_TASK SET_:
(1) From the opinion column summaries below, list every fantasy about the England manager that the text says women shared in the Twitter thread.
(2) Answer these questions using the opinion column summaries below.
(a) On what date was the European Union's Digital Covid Certificate launched?
(b) What position does Sunetra Gupta hold?
(c) According to Alice Thomson, what does the government need to show?

_EXTRACTED TEXT_:
- - - - - - -

3. European Union’s Covid-19 travel pass discriminates against the developing world
Kamala Thiagarajan for the South China Morning Post
on the EU’s travel “green pass”
“Ever since the coronavirus pandemic began, Asians have been vocal about hate that has rocked their communities worldwide,” says Kamala Thiagarajan in the South China Morning Post. This discrimination can take many forms and is often “far more insidious” than blatant threats or outright physical harm, “especially when it creeps into social discourse through official policy”. For Thiagarajan, an example of this kind of “hidden bias” can be found in the European Union’s Digital Covid Certificate, launched on 1 July. “The ‘green pass’, as it is more popularly known, will disproportionately affect people of colour, discriminating widely against Asians, Africans and much of the developing world,” Thiagarajan writes. “In a Covid-19 world, it’s evident that vaccines are becoming the new tools of discrimination and division.”
4. Children should never have been locked down
Sunetra Gupta for The Telegraph
on Covid tests for children
“Nowhere has the injustice of lockdowns been more apparent than in what they have required of children,” writes Sunetra Gupta, a professor of theoretical epidemiology at the University of Oxford, in The Telegraph. For more than a year they’ve been forced to forgo their schooling, endure “uncertainties imposed by test, track and isolate policies” and access their education in a “dystopian atmosphere of masks, Perspex barriers and all the crude and corrosive accoutrements of social distancing”. Even when other lockdown measures ease this month, children will still be subjected to regular testing. “There is no point,” writes Gupta, “as this opens up the possibility that paranoid teachers and parents will impose further restrictions on them.”
5. Gareth Southgate knows what women need
Alice Thomson for The Times
on the beloved England manager
Gareth Southgate “may no longer wear a waistcoat” but he’s the ultimate middle-aged crush, says Alice Thomson in The Times. A recent Twitter thread where women shared their fantasies about the England manager went viral – but they were mostly PG-rated; “for some it was watching Gareth doing 8lb of ironing in an hour, for others it was a cup of tea and a foot massage, toast buttered up to the edges or just an arm round their shoulders and a ‘well done’”. These rather dull daydreams “sounded like a plea for help”, writes Thomson. “No one suggested Love Island toe-sucking or winning the semi-final; what they really wanted was someone to appreciate their efforts and help manage their lives, their health and their children.” The government, says Thomson, needs to listen up and “show emotional intelligence in appreciating that women have suffered most in the past year”.

- - - - - - -

_DATA LISTING_:
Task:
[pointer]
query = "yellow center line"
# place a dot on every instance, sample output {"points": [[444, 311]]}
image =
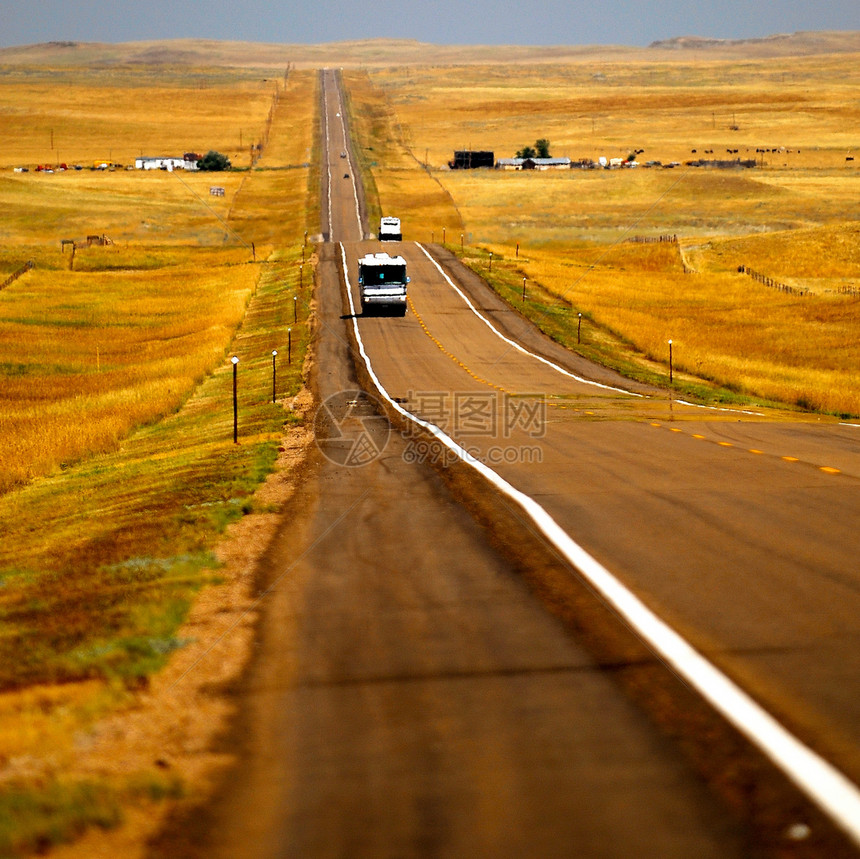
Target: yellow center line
{"points": [[453, 357], [827, 469]]}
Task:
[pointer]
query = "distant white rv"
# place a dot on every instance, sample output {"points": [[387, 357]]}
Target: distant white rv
{"points": [[389, 230]]}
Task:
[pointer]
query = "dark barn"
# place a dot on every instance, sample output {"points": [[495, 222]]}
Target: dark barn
{"points": [[467, 159]]}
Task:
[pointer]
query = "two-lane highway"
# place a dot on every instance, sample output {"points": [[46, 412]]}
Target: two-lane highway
{"points": [[414, 697]]}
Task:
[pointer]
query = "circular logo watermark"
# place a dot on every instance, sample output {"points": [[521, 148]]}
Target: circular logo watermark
{"points": [[351, 429]]}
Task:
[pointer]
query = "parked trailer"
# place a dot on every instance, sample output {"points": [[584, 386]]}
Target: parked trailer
{"points": [[382, 282], [389, 230]]}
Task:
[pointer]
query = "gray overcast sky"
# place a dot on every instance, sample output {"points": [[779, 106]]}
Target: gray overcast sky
{"points": [[542, 22]]}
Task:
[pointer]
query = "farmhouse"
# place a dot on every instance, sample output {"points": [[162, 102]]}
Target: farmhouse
{"points": [[546, 164], [187, 162], [533, 164]]}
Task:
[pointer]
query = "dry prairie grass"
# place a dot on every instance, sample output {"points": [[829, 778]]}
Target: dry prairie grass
{"points": [[793, 217], [393, 177], [119, 363]]}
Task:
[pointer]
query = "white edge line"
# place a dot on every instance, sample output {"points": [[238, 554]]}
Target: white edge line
{"points": [[513, 343], [556, 366], [349, 163], [832, 791]]}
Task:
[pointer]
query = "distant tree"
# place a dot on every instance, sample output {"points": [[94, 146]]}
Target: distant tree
{"points": [[213, 161]]}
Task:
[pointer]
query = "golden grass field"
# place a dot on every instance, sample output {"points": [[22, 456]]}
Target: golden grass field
{"points": [[794, 217], [118, 472]]}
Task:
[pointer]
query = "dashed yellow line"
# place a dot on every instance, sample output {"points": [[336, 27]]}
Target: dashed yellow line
{"points": [[827, 469], [453, 357]]}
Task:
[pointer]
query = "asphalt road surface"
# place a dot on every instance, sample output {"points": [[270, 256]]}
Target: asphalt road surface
{"points": [[436, 679]]}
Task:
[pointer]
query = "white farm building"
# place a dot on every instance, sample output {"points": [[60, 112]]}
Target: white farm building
{"points": [[187, 162]]}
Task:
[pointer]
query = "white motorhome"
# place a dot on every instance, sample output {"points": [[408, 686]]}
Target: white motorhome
{"points": [[389, 230], [382, 282]]}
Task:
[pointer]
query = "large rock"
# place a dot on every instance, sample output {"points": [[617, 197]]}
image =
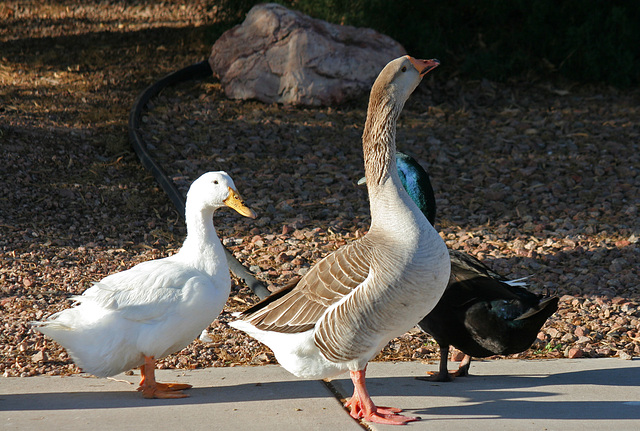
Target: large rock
{"points": [[279, 55]]}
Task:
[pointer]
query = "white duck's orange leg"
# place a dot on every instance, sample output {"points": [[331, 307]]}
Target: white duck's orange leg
{"points": [[152, 389], [362, 406]]}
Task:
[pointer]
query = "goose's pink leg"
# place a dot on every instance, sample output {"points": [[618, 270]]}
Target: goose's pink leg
{"points": [[362, 406]]}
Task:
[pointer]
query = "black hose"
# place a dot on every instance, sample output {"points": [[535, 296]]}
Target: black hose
{"points": [[195, 71]]}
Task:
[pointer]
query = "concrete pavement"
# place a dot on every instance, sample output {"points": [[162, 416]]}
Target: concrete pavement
{"points": [[564, 394]]}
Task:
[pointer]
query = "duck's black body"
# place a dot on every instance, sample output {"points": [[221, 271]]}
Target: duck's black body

- - - - - - -

_ANSWERS TO THE PROBLEMS_:
(1)
- Watching Gareth doing 8lb of ironing in an hour
- A cup of tea and a foot massage
- Toast buttered up to the edges
- An arm round their shoulders and a "well done"

(2)
(a) It was launched on 1 July.
(b) She is a professor of theoretical epidemiology at the University of Oxford.
(c) The government needs to show emotional intelligence in appreciating that women have suffered most in the past year.